` `
De plug-in Interpolatie kan worden gebruikt voor het genereren van een TIN- of IDW-interpolatie van een vectorlaag. Hij is eenvoudig te gebruiken en heeft een intuïtieve grafische gebruikersinterface voor het vervaardigen van geïnterpoleerde rasterlagen (Zie Figure_interpolation). Voordat deze plug-in kan worden gebruikt, moeten de volgende parameters worden gedefinieerd:
Invoer Vectorlagen: Kies de invoerlaag (of lagen) uit een lijst van geladen lagen. Als meer dan één laag wordt opgegeven, dan worden gegevens van alle lagen gebruikt voor de interpolatie. Opmerking: Men kan zowel lijnen als polygonen gebruiken als voorwaarden voor de driehoeksmeting door een keuze te maken tussen “Punten”, “Lijnen structuren” of “Lijnen opbreken” in de keuzelijst Type .
Interpolatie attribuut : Selecteer het attribuut dat moet worden gebruik voor de interpolatie of activeer het keuzevak Gebruik Z-coördinaten als de Z-coördinaten moeten worden gebruikt voor de interpolatie.
Interpolatie methode: Selecteer de methode voor interpolatie. Dit kan ofwel zijn ‘Driehoeksinterpolatie (TIN)’ of ‘Inverse Distance Weighted (IDW)’. Met de methode TIN kunt u een oppervlak maken dat wordt gevormd door driehoeken of punten Dichtstbijzijnde buur. Hiervoor worden cirkels rondom geselecteerde monsterpunten gemaakt en hun kruisingen worden verbonden met een netwerk van niet overlappende en zo compact mogelijke driehoeken. De resulterende oppervlakken zijn niet glad. Bij het gebruiken van de methode IDW worden de monsterpunten gewogen tijdens het interpoleren zodat de invloed van een punt relatief ten opzichte van een ander afneemt met de afstand vanaf het onbekende punt dat u wilt maken. De methode voor interpolatie IDW heeft ook enkele nadelen: de kwaliteit van het resultaat van de interpolatie kan afnemen, als de verdeling van de monster-gegevenspunten oneven is. Verder kunnen maximum- en minimumwaarden op het geïnterpoleerde oppervlak alleen voorkomen op monster-gegevenspunten. Dit resulteert vaak in kleine pieken en dalen rondom de monster-gegevenspunten.
Interpolatie-methode configureren: De methode voor interpolatie configureren die u hebt gekozen. Voor de methode TIN kunt u kiezen uit de methoden voor interpolatie Lineair en Clough Toucher (kubisch). U kunt ook de triangulatie opslaan in de indeling Shapefile. Voor interpolatie IDW kunt u de coëfficiënt voor de afstand instellen.
Aantal kolommen/rijen : Specificeer het aantal kolommen en het aantal rijen voor het uitvoerbestand.

> **Gegevensuittreksel**
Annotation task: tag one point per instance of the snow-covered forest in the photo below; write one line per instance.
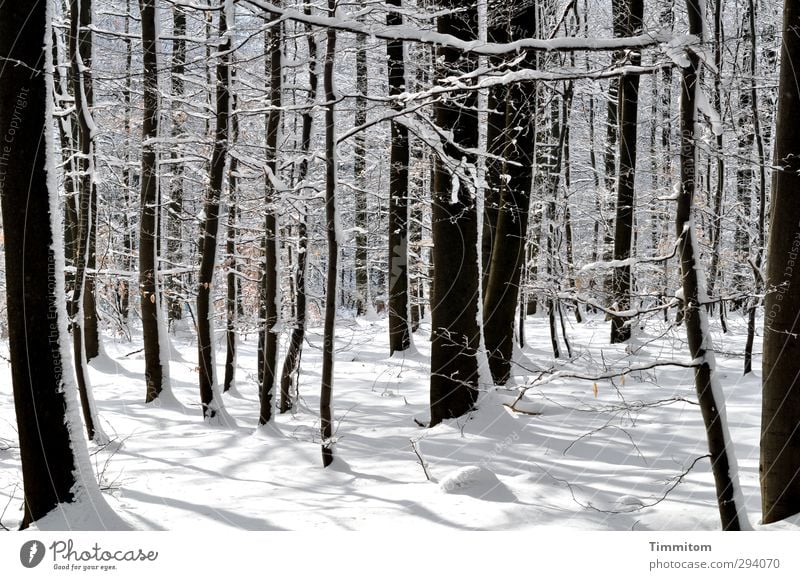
(387, 264)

> **Maak het volgende**
(1) Herschrijf het stuk uit het artikel over de plug-in Interpolatie van "Interpolatie-methode configureren: De" tot "de afstand instellen." en vervang daarbij "Shapefile" door "GeoPackage".
(2) Welke instelling kun je volgens het artikel over de plug-in Interpolatie aanpassen bij interpolatie met IDW?

> **Antwoorden per opdracht**
(1)
Interpolatie-methode configureren: De methode voor interpolatie configureren die u hebt gekozen. Voor de methode TIN kunt u kiezen uit de methoden voor interpolatie Lineair en Clough Toucher (kubisch). U kunt ook de triangulatie opslaan in de indeling GeoPackage. Voor interpolatie IDW kunt u de coëfficiënt voor de afstand instellen.

(2) De coëfficiënt voor de afstand.